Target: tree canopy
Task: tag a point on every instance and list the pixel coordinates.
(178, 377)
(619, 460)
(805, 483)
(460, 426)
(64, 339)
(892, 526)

::::::

Return every one of the items above verbatim, keeping each line unchanged.

Target: tree canopy
Task: tag a point on every instance and list the pixel coordinates.
(178, 377)
(619, 460)
(805, 483)
(460, 426)
(64, 339)
(892, 526)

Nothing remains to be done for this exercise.